[Source data]
....
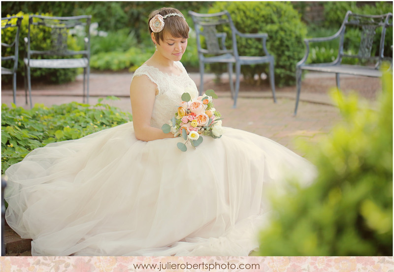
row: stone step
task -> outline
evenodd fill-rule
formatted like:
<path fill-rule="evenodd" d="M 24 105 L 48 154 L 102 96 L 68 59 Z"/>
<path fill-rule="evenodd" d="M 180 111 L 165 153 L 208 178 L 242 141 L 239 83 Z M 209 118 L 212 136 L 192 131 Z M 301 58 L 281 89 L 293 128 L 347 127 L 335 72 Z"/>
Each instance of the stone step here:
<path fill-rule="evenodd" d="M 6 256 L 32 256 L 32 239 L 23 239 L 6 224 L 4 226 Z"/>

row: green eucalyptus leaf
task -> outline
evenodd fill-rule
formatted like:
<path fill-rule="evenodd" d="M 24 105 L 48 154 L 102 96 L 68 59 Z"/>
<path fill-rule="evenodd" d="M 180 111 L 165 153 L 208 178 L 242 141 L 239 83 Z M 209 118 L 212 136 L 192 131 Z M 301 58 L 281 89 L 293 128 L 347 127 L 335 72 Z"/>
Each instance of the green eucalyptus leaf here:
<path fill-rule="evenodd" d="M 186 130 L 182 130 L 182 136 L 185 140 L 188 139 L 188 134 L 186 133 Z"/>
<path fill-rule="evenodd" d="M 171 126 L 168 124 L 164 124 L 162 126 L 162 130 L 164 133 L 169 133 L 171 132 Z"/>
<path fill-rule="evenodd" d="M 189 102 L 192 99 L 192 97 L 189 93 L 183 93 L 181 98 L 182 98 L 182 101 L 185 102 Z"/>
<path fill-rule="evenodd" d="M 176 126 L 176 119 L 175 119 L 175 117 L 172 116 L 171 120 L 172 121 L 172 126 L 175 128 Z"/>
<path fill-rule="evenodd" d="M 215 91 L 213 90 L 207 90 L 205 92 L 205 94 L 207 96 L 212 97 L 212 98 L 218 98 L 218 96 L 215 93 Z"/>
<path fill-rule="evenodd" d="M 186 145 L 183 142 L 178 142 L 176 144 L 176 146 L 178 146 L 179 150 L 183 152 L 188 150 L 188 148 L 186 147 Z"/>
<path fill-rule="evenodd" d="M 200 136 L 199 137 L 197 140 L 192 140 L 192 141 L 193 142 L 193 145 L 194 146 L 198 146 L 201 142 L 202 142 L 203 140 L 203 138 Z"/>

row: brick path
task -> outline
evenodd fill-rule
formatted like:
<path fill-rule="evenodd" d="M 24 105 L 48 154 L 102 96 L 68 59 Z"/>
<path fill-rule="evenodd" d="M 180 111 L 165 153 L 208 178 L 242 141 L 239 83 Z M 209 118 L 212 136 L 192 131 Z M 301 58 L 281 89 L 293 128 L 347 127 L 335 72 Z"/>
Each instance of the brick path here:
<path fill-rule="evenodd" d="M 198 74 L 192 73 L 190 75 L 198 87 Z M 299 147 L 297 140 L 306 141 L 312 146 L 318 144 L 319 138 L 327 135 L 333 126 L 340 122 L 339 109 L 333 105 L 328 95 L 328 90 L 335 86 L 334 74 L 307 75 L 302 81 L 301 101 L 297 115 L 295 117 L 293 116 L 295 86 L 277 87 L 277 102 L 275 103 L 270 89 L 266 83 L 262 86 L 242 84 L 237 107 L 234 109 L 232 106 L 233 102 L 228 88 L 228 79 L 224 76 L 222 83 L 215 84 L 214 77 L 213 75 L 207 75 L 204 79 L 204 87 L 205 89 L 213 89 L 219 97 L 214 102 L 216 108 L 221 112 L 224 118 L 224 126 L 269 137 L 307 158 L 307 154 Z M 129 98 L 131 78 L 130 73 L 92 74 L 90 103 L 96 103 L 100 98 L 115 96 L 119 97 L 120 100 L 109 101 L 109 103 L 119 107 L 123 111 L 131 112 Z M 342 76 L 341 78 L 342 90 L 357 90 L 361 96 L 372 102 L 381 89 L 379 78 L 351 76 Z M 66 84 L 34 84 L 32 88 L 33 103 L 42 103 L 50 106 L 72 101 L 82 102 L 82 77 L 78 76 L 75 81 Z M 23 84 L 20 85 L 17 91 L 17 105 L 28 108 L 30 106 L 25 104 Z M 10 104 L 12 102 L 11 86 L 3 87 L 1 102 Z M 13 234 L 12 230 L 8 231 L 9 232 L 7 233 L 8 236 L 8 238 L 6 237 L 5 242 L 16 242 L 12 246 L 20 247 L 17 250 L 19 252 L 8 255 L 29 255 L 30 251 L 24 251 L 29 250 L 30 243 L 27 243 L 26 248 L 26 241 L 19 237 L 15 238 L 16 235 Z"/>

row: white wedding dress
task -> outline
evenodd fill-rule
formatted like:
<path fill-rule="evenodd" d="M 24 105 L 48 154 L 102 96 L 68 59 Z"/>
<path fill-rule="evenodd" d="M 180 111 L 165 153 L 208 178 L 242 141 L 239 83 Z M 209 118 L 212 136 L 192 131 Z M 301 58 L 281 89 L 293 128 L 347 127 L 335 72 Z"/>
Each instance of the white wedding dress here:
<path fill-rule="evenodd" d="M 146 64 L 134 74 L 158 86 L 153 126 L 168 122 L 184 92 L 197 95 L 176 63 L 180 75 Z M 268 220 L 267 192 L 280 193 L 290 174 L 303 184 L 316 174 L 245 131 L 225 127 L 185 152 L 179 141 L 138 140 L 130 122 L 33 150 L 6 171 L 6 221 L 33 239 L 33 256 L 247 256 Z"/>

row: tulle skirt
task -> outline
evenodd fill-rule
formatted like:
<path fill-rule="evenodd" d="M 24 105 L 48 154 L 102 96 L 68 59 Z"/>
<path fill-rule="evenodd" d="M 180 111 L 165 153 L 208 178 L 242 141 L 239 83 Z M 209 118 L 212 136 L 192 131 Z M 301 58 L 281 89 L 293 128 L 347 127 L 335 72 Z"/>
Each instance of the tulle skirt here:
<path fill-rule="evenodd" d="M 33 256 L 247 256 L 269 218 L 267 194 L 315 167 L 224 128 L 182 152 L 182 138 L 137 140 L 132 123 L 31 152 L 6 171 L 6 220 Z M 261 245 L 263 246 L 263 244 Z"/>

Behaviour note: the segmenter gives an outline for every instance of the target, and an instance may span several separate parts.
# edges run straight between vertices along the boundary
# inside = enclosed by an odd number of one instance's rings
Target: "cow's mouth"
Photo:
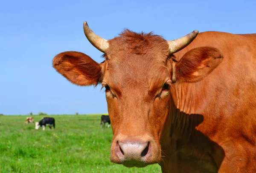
....
Write out the lines of the listing above, beginning with the line that contains "Behaviour note: the" and continuing through the end of the listing. Leave the pictures out of your answer.

Behaviour note: the segmenter gives an outline for every instance of the target, and an instance may span several separate parts.
# edges run straight between vertices along the boundary
# inside = enclosed by an odd number of one instance's rings
Target: "cow's mouth"
Photo:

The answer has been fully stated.